#### Job 1
Decide whether each statement below agrees with the court opinion: (a) the plaintiffs brought a claim against the insurance companies that issued the policies; (b) the court found Cirrito v. Crawford inapposite; (c) Cirrito v. Crawford concerned workers' compensation claims. Answer yes or no for each, and quote the words from the court opinion that decide it.
#### Job 2
According to the court opinion, the defendants undertook to procure liquor insurance for which business?
* Begin Page excerpt *
In the case before the court, the facts asserted relate to the failure of the brokers and agents to secure certain coverage. There is no claim directed against the insurance companies issuing the policies. Thus, this case presents facts already several steps further removed from the contract of insurance between the company and the insured party than the cases above cited. Undertakings to procure insurance are even more tangential to the rights of parties who might seek future benefits from these contracts of insurance than claims directly against an insurance company. The court appreciates that the purpose of such insurance is to protect the owners and operators of establishments serving liquor to the public from claims by injured parties and that injured parties, such as William Ridgaway, Jr., are foreseeable beneficiaries of such policies. Nonetheless, without more than what is alleged in the complaint, the plaintiffs cannot be intended third-party beneficiaries of the brokers' and agents' efforts to procure such insurance when they would not have been third-party beneficiaries to the contract of insurance itself. The court concludes that the Estate of William Ridgaway, Jr. and his surviving parents are not intended third-party beneficiaries of the undertakings of the defendants to procure liquor insurance for Silk, LLC.
While the plaintiffs in their brief cite many cases in support of their claim of third-party beneficiary status, they rely in particular on a certain unreported case which, upon review, the court concludes is inapposite. In Cirrito v. Crawford, 2002 Ct. Sup. 16445, judicial district of New Haven at New Haven, No. CV01 0456052S (December 23, 2002, Zoarski, J.T.R.), for example, the issue concerned workers' compensation claims and an injured worker's suit about the improper handling of his claims. The worker also alleged that he was an intended third-party beneficiary to the insurance contract. And in contradistinction to the case before the court, the Cirrito plaintiff alleged that the insurer had accepted the claim and agreed to provide benefits. Under the Cirrito circumstances, the insurer would have an obligation to indemnify the employer and pay the claim. In addition, workers' compensation is a creature of statute, which provides a legislatively imposed framework for the payment of injuries occurring in the workplace. It is in derogation of the common law and removes from the worker any independent right to establish his claim. Such statutory rights do therefore, of necessity, result in creating a different status for the injured party and his relationship to the insurer than would those of parties dealing with private insurance, not to mention those tasked with the obligation of procuring such insurance. No facts have been alleged in the present complaint, which would make the reasoning of Cirrito applicable.
* End Page excerpt *
* Begin Data block *
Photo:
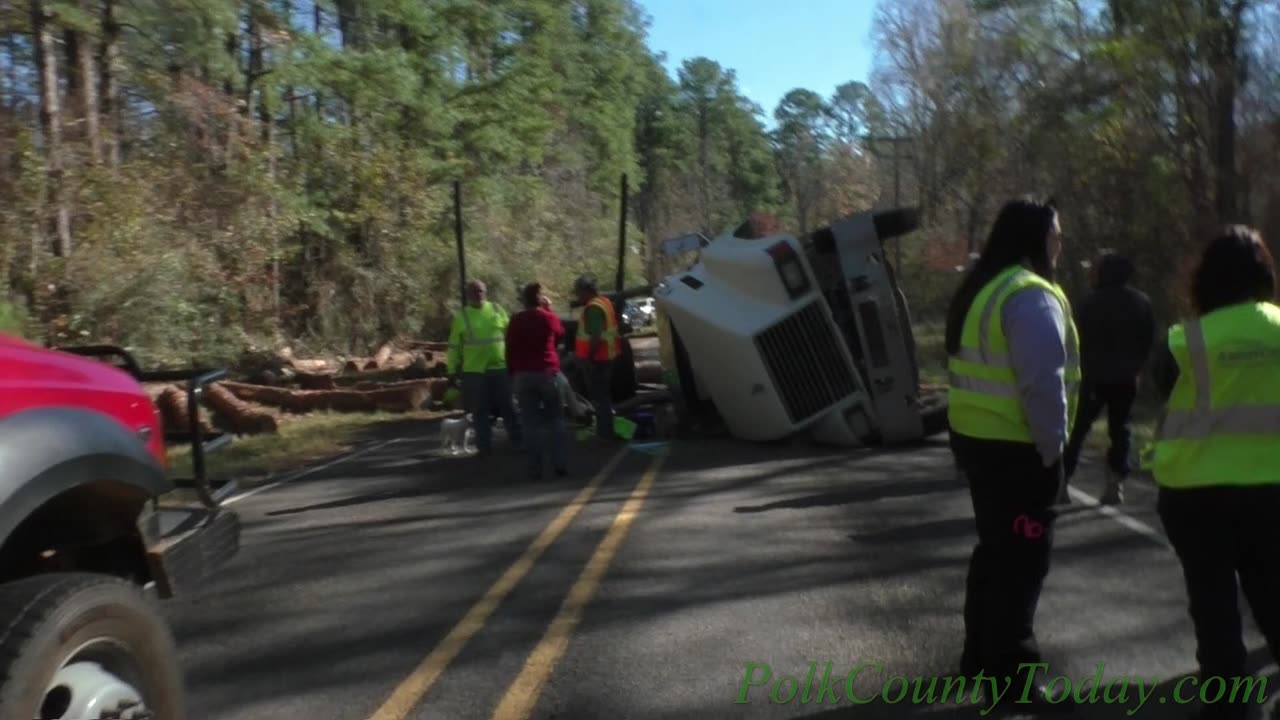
* End Data block *
#### Problem solution 1
(a) No: "There is no claim directed against the insurance companies issuing the policies."
(b) Yes: "the court concludes is inapposite"
(c) Yes: "the issue concerned workers' compensation claims"

#### Problem solution 2
Silk, LLC.